- [Stated task]: Filter the listing below and copy out every line that contains the word "hand". Case counts.

- [Material for this exercise]:
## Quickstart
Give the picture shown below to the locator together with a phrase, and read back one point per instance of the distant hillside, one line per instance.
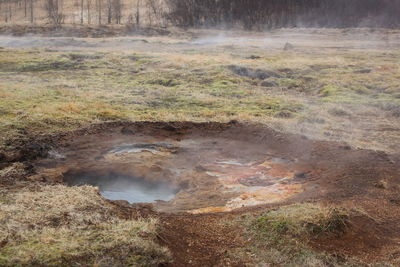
(248, 14)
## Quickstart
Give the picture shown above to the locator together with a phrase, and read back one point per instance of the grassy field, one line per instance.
(349, 95)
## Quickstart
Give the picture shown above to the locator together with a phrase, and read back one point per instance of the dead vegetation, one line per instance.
(59, 225)
(281, 236)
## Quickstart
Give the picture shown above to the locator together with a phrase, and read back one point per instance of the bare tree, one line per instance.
(117, 8)
(109, 11)
(31, 11)
(81, 11)
(137, 13)
(54, 13)
(88, 8)
(99, 10)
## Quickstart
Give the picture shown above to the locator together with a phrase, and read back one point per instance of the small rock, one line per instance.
(288, 46)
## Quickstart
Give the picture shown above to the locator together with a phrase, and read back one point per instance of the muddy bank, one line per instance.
(217, 167)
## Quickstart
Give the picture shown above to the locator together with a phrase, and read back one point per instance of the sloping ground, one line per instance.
(363, 184)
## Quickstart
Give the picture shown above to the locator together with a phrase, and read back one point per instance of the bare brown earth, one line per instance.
(324, 172)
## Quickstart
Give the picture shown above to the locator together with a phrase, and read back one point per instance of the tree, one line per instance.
(54, 13)
(88, 8)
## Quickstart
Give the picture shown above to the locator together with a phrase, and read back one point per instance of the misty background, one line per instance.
(246, 14)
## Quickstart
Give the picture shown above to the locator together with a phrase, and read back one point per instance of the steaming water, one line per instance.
(120, 187)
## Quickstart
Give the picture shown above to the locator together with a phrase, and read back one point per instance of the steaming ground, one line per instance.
(327, 84)
(319, 84)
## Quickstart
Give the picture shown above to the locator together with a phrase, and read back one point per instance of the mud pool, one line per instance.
(120, 187)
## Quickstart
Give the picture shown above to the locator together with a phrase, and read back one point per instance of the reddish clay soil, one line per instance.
(318, 171)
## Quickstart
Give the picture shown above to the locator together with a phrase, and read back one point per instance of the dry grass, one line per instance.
(49, 90)
(279, 237)
(58, 225)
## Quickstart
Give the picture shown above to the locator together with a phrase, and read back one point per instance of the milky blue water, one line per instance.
(120, 187)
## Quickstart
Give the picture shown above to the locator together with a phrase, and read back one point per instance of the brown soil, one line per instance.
(325, 172)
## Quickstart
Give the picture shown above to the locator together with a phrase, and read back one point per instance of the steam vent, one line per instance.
(197, 168)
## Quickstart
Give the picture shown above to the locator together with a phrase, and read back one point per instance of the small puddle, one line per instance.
(121, 187)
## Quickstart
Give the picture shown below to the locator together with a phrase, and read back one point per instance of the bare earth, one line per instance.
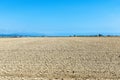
(77, 58)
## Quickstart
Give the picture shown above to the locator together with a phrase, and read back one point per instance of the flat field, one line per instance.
(62, 58)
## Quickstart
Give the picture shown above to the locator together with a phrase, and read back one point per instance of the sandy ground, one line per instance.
(72, 58)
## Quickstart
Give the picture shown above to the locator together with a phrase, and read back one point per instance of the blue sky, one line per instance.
(60, 17)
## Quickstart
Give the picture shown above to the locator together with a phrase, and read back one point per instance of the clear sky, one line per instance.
(60, 17)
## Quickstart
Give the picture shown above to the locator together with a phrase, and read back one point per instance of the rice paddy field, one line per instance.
(61, 58)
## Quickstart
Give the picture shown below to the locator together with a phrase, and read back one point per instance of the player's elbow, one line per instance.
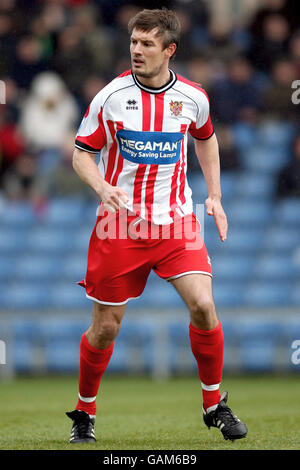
(75, 160)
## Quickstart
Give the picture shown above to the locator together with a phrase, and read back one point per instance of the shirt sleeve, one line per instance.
(202, 128)
(91, 135)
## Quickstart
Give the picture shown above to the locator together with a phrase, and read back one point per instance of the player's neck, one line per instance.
(155, 82)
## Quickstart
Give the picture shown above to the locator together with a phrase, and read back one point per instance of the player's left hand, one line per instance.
(214, 208)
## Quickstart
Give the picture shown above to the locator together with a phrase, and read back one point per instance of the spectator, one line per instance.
(97, 38)
(28, 61)
(11, 143)
(295, 52)
(272, 44)
(64, 182)
(289, 177)
(229, 158)
(20, 179)
(48, 114)
(276, 102)
(90, 87)
(73, 59)
(237, 96)
(199, 70)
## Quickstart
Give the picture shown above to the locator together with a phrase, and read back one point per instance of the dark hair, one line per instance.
(164, 20)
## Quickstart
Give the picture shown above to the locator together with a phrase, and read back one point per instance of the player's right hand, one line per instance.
(113, 197)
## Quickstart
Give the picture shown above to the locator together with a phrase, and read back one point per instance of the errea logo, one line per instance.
(131, 104)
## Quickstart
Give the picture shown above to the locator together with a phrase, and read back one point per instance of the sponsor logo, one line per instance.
(131, 104)
(176, 108)
(150, 147)
(2, 352)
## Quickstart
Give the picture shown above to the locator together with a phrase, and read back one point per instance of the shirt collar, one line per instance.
(154, 90)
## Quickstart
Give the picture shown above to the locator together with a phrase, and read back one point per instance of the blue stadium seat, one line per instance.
(260, 158)
(267, 293)
(243, 240)
(228, 184)
(35, 267)
(258, 355)
(17, 215)
(49, 240)
(275, 266)
(244, 136)
(276, 135)
(62, 355)
(25, 296)
(26, 329)
(255, 185)
(12, 240)
(81, 238)
(23, 355)
(228, 294)
(198, 187)
(7, 268)
(180, 356)
(295, 295)
(233, 267)
(287, 212)
(74, 267)
(281, 238)
(64, 295)
(247, 213)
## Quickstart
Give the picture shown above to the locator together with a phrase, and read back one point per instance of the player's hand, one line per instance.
(214, 208)
(113, 197)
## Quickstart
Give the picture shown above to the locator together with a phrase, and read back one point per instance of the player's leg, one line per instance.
(96, 348)
(206, 334)
(207, 344)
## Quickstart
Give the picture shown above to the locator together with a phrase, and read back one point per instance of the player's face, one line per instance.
(148, 58)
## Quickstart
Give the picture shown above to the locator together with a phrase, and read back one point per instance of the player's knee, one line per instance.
(202, 309)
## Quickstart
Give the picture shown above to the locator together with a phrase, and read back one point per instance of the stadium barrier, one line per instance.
(151, 342)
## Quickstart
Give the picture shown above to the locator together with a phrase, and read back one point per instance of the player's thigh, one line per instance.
(106, 322)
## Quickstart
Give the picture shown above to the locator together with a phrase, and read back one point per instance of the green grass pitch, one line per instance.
(141, 413)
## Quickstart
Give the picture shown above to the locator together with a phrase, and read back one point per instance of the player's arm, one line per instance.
(84, 164)
(207, 152)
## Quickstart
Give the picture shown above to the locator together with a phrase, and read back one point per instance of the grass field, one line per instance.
(140, 413)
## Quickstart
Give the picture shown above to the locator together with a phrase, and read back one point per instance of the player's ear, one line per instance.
(171, 49)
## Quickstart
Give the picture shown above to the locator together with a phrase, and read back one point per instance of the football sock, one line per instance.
(93, 363)
(207, 347)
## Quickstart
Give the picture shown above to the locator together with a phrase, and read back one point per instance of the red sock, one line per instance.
(93, 363)
(207, 347)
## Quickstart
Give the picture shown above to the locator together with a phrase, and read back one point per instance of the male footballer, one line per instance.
(140, 122)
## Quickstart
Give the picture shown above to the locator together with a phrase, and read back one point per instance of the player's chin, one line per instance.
(140, 68)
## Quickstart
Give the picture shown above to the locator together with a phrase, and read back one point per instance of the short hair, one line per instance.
(165, 20)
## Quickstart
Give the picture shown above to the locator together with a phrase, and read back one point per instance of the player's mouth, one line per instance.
(137, 62)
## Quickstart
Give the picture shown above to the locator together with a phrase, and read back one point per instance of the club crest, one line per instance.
(176, 107)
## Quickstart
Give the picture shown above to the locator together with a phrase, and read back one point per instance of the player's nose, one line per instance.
(136, 49)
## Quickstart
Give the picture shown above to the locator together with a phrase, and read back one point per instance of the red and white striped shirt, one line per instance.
(142, 135)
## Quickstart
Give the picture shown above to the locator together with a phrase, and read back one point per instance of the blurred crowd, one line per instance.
(55, 55)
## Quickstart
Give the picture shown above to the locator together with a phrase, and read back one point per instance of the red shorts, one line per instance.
(124, 248)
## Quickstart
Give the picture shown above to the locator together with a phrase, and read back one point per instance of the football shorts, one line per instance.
(124, 248)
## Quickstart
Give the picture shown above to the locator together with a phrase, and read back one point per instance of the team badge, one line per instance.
(176, 107)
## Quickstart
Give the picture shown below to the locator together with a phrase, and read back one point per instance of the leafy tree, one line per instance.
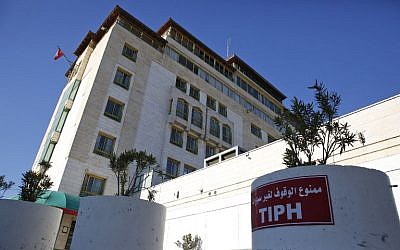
(4, 185)
(189, 243)
(308, 126)
(35, 183)
(126, 178)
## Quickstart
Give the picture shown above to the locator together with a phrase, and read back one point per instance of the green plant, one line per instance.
(4, 185)
(189, 243)
(126, 178)
(308, 126)
(35, 183)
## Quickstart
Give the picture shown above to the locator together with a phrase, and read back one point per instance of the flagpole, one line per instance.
(66, 58)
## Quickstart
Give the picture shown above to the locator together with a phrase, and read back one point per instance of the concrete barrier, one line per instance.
(27, 225)
(117, 222)
(324, 207)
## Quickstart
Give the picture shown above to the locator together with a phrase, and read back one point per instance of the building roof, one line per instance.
(118, 12)
(172, 23)
(251, 73)
(109, 21)
(256, 77)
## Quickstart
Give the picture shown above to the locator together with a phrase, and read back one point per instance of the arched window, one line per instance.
(197, 117)
(226, 134)
(214, 127)
(182, 108)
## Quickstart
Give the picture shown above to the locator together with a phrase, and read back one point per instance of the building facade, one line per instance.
(164, 92)
(215, 202)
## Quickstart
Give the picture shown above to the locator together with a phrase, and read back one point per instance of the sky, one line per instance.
(351, 46)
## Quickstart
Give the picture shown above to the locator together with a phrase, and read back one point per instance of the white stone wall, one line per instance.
(154, 111)
(214, 202)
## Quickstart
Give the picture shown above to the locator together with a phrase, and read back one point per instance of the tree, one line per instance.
(308, 126)
(126, 181)
(35, 183)
(4, 185)
(189, 243)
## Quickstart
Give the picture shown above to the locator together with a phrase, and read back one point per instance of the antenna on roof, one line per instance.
(228, 45)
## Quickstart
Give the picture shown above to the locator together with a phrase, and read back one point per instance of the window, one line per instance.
(181, 84)
(92, 185)
(138, 183)
(222, 109)
(195, 93)
(191, 144)
(182, 109)
(114, 109)
(210, 150)
(255, 130)
(61, 121)
(226, 134)
(74, 90)
(122, 78)
(104, 145)
(172, 168)
(49, 152)
(271, 138)
(197, 117)
(129, 52)
(176, 137)
(214, 127)
(188, 169)
(170, 106)
(211, 103)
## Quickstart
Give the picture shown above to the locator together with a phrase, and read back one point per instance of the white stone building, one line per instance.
(214, 202)
(169, 94)
(164, 92)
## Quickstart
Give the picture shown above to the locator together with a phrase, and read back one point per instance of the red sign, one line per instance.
(294, 201)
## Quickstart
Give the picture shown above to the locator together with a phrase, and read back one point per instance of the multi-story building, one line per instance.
(164, 92)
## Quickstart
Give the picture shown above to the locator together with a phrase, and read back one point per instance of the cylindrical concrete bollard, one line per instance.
(323, 208)
(27, 225)
(118, 222)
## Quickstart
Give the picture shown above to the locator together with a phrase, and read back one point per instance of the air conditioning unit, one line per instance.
(68, 105)
(54, 137)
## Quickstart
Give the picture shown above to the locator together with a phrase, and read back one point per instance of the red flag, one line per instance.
(58, 54)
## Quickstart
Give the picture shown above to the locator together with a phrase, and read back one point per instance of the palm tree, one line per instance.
(35, 183)
(119, 164)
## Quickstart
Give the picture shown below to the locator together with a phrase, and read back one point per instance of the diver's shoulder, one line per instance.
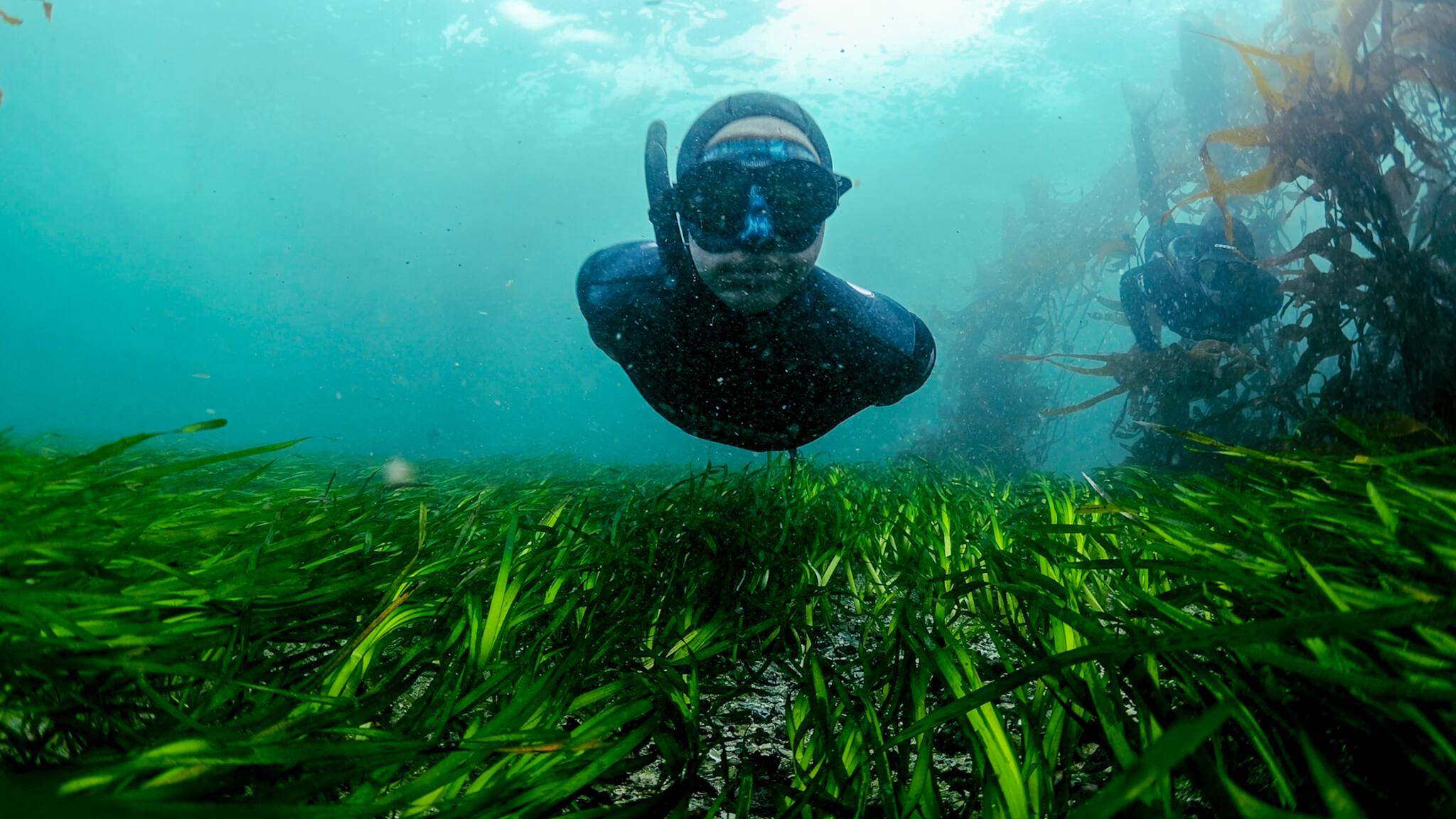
(869, 312)
(622, 266)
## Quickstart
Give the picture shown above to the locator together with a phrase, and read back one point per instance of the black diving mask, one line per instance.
(756, 194)
(1225, 267)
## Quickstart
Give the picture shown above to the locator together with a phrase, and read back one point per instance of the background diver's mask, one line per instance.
(1224, 267)
(757, 194)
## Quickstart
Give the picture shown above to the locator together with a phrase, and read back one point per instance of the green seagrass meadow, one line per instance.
(190, 633)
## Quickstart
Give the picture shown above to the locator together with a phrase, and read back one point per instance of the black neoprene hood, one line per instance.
(742, 107)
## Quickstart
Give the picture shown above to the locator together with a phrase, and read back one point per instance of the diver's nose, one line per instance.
(757, 223)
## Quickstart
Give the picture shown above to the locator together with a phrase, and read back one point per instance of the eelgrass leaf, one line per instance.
(1179, 741)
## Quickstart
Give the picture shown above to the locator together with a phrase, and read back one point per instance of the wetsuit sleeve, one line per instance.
(893, 347)
(915, 369)
(611, 289)
(1135, 306)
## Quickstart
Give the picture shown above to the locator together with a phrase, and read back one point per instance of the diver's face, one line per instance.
(753, 282)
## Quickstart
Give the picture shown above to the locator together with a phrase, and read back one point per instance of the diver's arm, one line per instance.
(909, 373)
(609, 287)
(894, 348)
(1135, 306)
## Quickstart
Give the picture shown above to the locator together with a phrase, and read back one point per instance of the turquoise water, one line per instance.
(361, 220)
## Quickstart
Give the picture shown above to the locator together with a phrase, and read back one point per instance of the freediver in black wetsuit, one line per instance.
(724, 324)
(1200, 286)
(1194, 279)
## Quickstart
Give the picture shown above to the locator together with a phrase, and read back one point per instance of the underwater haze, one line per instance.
(363, 220)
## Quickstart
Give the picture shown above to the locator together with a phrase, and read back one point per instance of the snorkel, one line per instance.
(661, 210)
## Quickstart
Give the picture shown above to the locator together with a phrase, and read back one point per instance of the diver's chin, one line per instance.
(750, 299)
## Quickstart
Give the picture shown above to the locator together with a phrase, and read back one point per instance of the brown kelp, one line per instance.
(12, 21)
(1356, 139)
(1360, 127)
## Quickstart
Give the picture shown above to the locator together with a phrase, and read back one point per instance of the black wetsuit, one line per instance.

- [The reply]:
Give the picture shown above to the locator together with a phrase, and read back one point per instance of the player's left hand, one line per instance.
Give the picture shown above to the locator together with a phrase, and read back one point per instance of the player's right hand, one line per instance.
Give the picture shown above to the locator together with a phrase, and read back one point per instance of the player's hand, one line per instance.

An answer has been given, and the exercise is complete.